> _Passage shown_

>>

Appeal from Johnson District Court; BRENDA M. CAMERON, judge.
BY THE COURT
1. Whether a statute is unconstitutionally vague is a question of law over which appellate review is de novo and unlimited. Appellate courts presume statutes are constitutional and must resolve all doubts in favor of a statute's validity. Courts must interpret a statute in a way that makes it constitutional if there is any reasonable construction that would maintain the legislature's apparent intent.
2. When there is a valid alternative ground for relief, courts should construe statutes to avoid decisions as to their constitutionality. Thus, if a case can be decided on either of two grounds, one involving a constitutional question and the other involving a question of statutory construction or general law, courts should not reach the constitutional contentions of the parties.

<<

> _Your tasks_
A: Answer these questions using the court passage:
(i) Which district court is the appeal from?
(ii) What kind of appellate review applies to whether a statute is unconstitutionally vague?
(iii) When a case can be decided on either of two grounds, what should courts not reach?
B: Please duplicate the court passage word for word, starting with "Appeal from Johnson" and going on through "of the parties.".
The material that follows the court passage comes from a separate source.

> _Recorded information_
>>

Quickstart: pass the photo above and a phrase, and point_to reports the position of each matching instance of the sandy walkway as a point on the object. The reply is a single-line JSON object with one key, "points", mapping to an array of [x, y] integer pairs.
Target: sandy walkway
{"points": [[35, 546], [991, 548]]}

<<

> _Answers_
A:
(i) Johnson District Court
(ii) De novo and unlimited
(iii) The constitutional contentions of the parties

B:
Appeal from Johnson District Court; BRENDA M. CAMERON, judge.
BY THE COURT
1. Whether a statute is unconstitutionally vague is a question of law over which appellate review is de novo and unlimited. Appellate courts presume statutes are constitutional and must resolve all doubts in favor of a statute's validity. Courts must interpret a statute in a way that makes it constitutional if there is any reasonable construction that would maintain the legislature's apparent intent.
2. When there is a valid alternative ground for relief, courts should construe statutes to avoid decisions as to their constitutionality. Thus, if a case can be decided on either of two grounds, one involving a constitutional question and the other involving a question of statutory construction or general law, courts should not reach the constitutional contentions of the parties.